General

Long Improving, New Vehicle Affordability Worsened In April

A toy car wrapped in dollar bills

As the second quarter began, it grew harder for the average earner to afford a new car last month. Automakers and dealers had been offering aggressive discounts to move cars off the lot at the end of Q1. They pulled back once their quarterly deadlines had passed.

The best measure of affordability is the Cox Automotive/Moody’s Analytics Vehicle Affordability Index. It measures the cost of the average new car, not in money but in time. Cox Automotive is the parent of Kelley Blue Book.

Most of us can’t easily buy a new car with cash. So we borrow to buy one and work to pay off the loan. The index measures how many weeks of income it would take the average earner to pay off the average new car loan under current economic conditions.

It had cycled between 33 and 36 weeks of income for most of a decade before the COVID-19 pandemic sent the affordability index soaring. The index peaked at over 41 weeks in the summer of 2023 amid high prices and rising interest rates.

Throughout 2024, it has steadily worked its way back down toward normal. Until April. Last month, it rose to 37.7 weeks from 37.1 the month prior.

Blame those incentives, says Cox Automotive Chief Economist Jonathan Smoke. “The decline in affordability resulted from negative trends in pricing and incentives, as manufacturers and dealers were less aggressive on promotions and discounting than they were for the quarter end.”

Related: Fed Keeps Interest Rates Flat, Offering Car Shoppers No Help

The average auto loan rate improved during the month, but not enough to offset a 2.2% increase in the average transaction price.

The average borrower last month took on a monthly payment of $762. The average monthly payment peaked in December of 2022 at $795.

▸ Data provided
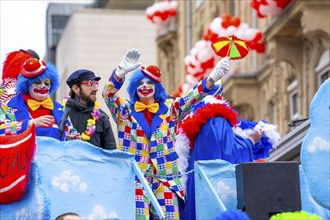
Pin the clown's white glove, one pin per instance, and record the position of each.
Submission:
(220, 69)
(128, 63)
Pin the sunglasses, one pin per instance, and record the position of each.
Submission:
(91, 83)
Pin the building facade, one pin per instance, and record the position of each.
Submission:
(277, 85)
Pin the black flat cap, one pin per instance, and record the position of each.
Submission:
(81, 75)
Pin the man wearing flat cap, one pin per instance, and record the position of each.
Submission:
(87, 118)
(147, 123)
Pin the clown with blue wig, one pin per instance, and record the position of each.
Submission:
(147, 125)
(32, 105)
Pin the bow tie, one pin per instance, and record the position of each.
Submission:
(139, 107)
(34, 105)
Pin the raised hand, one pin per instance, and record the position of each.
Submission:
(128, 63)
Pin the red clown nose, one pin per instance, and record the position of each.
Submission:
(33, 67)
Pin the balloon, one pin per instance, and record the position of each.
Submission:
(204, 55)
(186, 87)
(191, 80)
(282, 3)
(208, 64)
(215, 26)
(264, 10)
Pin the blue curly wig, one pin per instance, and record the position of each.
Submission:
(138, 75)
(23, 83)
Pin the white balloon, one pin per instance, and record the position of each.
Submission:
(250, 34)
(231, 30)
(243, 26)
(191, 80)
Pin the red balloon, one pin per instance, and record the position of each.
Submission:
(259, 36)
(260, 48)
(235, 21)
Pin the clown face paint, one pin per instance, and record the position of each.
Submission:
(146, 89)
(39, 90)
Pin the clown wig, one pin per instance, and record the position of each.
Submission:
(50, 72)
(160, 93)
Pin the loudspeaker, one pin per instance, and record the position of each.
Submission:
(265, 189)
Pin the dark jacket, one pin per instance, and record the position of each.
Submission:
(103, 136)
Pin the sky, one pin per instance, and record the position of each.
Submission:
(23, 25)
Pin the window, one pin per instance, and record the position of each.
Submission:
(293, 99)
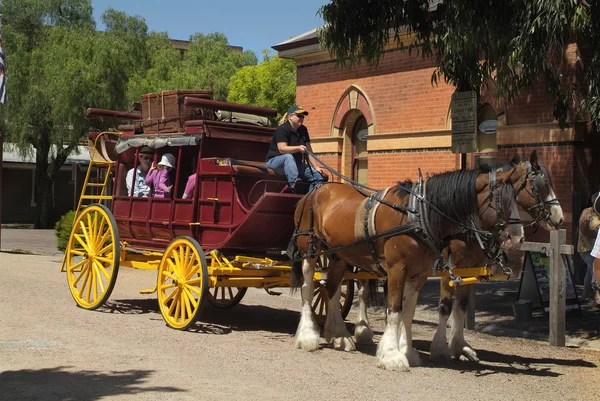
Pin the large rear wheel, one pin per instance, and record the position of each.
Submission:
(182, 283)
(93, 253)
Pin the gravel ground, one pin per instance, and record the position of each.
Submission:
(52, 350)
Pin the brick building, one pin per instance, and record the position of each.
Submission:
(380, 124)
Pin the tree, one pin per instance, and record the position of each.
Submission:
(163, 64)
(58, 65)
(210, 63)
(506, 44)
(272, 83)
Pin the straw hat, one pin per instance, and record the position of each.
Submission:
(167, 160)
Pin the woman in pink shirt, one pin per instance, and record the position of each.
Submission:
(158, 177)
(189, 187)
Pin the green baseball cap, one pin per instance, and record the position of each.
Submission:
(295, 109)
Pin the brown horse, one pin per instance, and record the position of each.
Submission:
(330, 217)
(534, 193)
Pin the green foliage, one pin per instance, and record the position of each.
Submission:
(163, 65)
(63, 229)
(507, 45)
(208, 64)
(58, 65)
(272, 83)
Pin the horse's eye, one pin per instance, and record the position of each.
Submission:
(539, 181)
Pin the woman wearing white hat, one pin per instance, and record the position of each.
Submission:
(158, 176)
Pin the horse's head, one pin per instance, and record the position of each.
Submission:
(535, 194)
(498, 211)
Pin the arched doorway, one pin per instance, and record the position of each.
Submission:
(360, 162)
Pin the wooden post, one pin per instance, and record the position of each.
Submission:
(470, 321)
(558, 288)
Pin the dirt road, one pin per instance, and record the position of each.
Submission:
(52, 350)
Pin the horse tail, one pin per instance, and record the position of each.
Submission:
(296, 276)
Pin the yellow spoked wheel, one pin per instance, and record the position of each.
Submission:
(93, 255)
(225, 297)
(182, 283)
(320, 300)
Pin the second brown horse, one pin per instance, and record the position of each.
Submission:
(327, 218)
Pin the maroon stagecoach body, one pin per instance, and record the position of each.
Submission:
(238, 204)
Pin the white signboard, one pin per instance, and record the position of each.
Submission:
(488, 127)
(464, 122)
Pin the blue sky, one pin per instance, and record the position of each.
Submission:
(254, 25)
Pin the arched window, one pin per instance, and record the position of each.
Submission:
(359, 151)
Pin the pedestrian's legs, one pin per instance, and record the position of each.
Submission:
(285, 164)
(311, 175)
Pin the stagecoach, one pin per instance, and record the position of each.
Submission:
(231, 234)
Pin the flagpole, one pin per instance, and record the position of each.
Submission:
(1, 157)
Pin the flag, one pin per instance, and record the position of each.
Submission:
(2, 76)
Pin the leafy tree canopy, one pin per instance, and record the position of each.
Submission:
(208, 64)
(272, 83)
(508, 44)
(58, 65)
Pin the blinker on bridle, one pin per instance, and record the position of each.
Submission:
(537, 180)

▸ To do
Copy the article on new vehicle affordability from "Most of us can’t" up to and including "rising interest rates.", substituting "gauge" for every "index".

▸ Exercise answer
Most of us can’t easily buy a new car with cash. So we borrow to buy one and work to pay off the loan. The gauge measures how many weeks of income it would take the average earner to pay off the average new car loan under current economic conditions.

It had cycled between 33 and 36 weeks of income for most of a decade before the COVID-19 pandemic sent the affordability gauge soaring. The gauge peaked at over 41 weeks in the summer of 2023 amid high prices and rising interest rates.